Copy every line below word for word, leaving out the picture.

— begin —

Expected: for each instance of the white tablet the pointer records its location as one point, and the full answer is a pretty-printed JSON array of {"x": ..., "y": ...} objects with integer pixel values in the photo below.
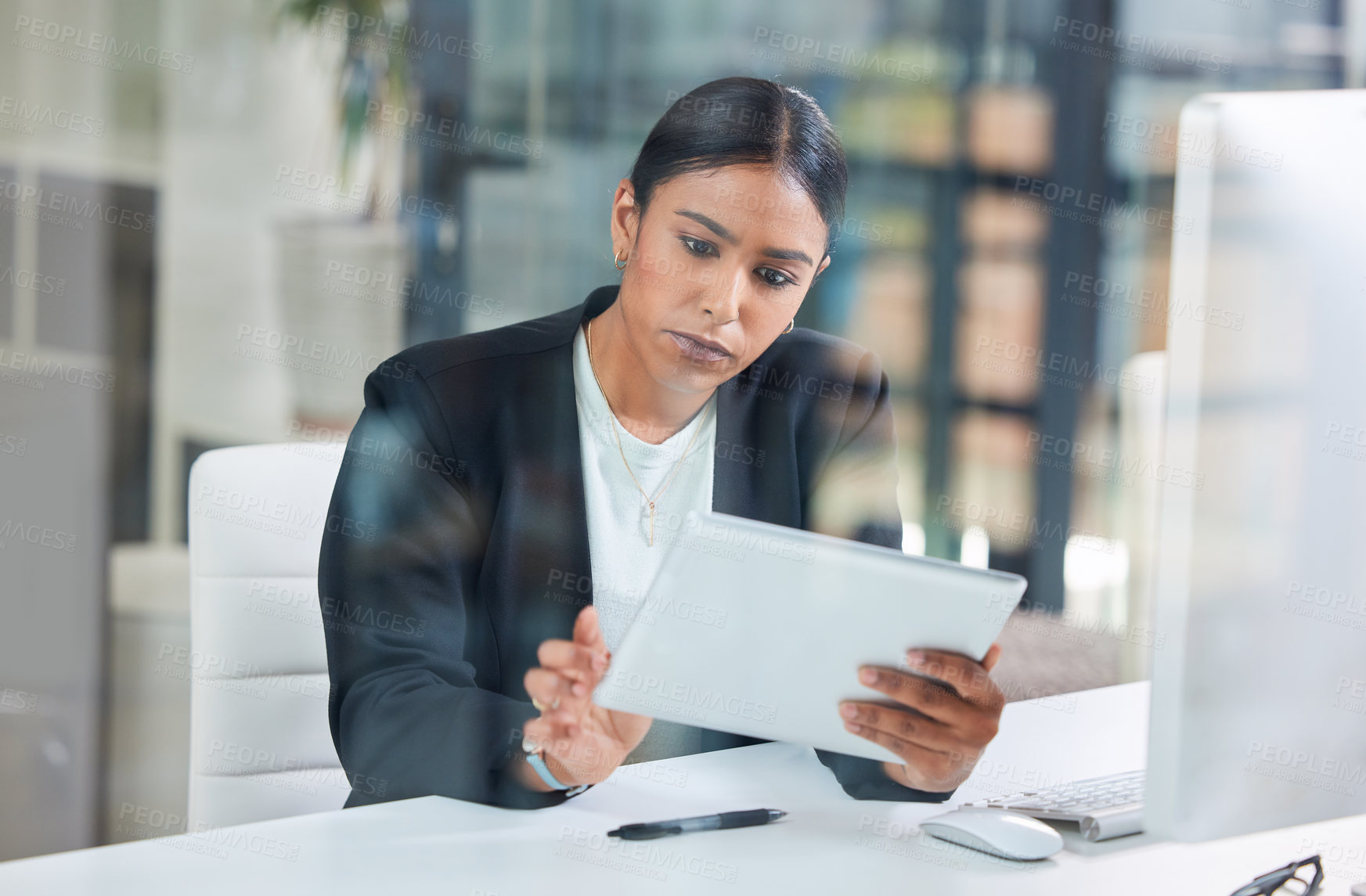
[{"x": 760, "y": 630}]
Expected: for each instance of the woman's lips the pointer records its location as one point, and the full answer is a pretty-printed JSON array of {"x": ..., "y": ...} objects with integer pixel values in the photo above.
[{"x": 697, "y": 350}]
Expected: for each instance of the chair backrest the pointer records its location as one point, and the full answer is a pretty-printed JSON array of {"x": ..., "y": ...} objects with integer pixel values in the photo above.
[{"x": 260, "y": 745}]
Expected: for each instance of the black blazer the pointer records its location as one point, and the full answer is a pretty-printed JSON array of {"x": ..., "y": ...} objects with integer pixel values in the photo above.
[{"x": 456, "y": 538}]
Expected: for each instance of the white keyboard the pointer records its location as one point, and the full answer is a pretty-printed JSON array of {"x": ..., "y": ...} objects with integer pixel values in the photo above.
[{"x": 1105, "y": 808}]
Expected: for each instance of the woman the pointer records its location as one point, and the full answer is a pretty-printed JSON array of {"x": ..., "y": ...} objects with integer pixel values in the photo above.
[{"x": 517, "y": 488}]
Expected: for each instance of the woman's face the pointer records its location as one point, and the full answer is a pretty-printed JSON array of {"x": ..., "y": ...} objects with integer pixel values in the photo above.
[{"x": 715, "y": 271}]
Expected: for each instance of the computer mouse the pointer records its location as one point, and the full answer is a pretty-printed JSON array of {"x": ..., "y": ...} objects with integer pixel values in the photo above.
[{"x": 996, "y": 831}]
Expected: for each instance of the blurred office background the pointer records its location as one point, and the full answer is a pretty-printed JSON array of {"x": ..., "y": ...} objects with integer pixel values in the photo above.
[{"x": 218, "y": 218}]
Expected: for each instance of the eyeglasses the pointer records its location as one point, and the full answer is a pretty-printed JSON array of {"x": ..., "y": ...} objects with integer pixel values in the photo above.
[{"x": 1285, "y": 881}]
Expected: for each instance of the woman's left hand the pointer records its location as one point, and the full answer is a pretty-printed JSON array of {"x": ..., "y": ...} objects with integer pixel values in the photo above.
[{"x": 948, "y": 711}]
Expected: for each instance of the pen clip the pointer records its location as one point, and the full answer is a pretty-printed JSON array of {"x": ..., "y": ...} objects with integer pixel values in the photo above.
[{"x": 645, "y": 832}]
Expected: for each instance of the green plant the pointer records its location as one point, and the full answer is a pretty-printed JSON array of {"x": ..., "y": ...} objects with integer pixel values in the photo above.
[{"x": 375, "y": 64}]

— end —

▶ RESPONSE FOR THIS EXERCISE:
Expected: for each instance of the white tablet the pointer records its location as one point, and the full answer is a pretty-printed JSON array of {"x": ..., "y": ...} objects with integer pixel values in the photo below.
[{"x": 760, "y": 630}]
Expected: for each instance of the woman's lips the pointer records its location as one point, and the full answer is a pretty-printed JSON array of {"x": ..., "y": ...} objects with integer pixel values in the photo above.
[{"x": 697, "y": 350}]
Expected: for each instance of the chair backrest the pointer records its location as one point, and the full answer is a pretty-printed JSON array of {"x": ..., "y": ...} objects with integer pixel values in the photo above.
[{"x": 260, "y": 745}]
Expected: for each instance of the black blazer the pointer records its location as one point, and the full answer is a pretty-printed JSON array of {"x": ..., "y": ...} objects with integer pixel values in the photo above.
[{"x": 456, "y": 538}]
Expected: for each instance of the white keyboard the pointer records its location as one point, and the full answer is a pretty-printed JSON array of {"x": ..., "y": ...} objects with integer pixel values in the photo above.
[{"x": 1105, "y": 808}]
Expected: for each instance of the woman the pointer records its location as one point, and the full answer is a pretty-printed JSON array of {"x": ..., "y": ...} objects with integer pixel values in the photo above.
[{"x": 517, "y": 488}]
Expected: for each instance of the woman's face the pointer records its location as one point, and the full answer is a pretty-printed JSON array of {"x": ..., "y": ...} objects with integer pixel values in the photo above.
[{"x": 715, "y": 271}]
Expected: for each instance of the computer mouse the pointer records its location as one point, and the full answer is a pretty-printed JSON array of {"x": ..., "y": ...} objects with integer pixel values in the photo above.
[{"x": 996, "y": 831}]
Expected: for each instance of the blurred office background the pointer records its location as one point, and the full answer is a pretty-printed JSON array of {"x": ..., "y": ...} objects with integer pixel values in the photo above.
[{"x": 218, "y": 218}]
Expected: for each instance of the eyeglasses the pointer records its location as one point, and the full answer is a pretty-printed JSON array of {"x": ..., "y": ...} objects with integer pixel values in the photo above.
[{"x": 1285, "y": 881}]
Expected: for each instance of the woman's left hand the pointer records its location as one point, and the full answer is a pretty-printed JSON array of {"x": ..., "y": ...} objects with integer pixel values in the photo above.
[{"x": 948, "y": 711}]
Expected: for each instance of the pen clip the pointer records its location as one point, and the full answer is a pretty-printed JSON array of {"x": ..., "y": ...} objects with integer pixel values in the photo above.
[{"x": 645, "y": 832}]
Expected: for each instance of the green plant the pointer records its location as one point, and the full answer is a pretty-printed JSON array of {"x": ..., "y": ...} objects with integer pixel values in the photo above.
[{"x": 375, "y": 64}]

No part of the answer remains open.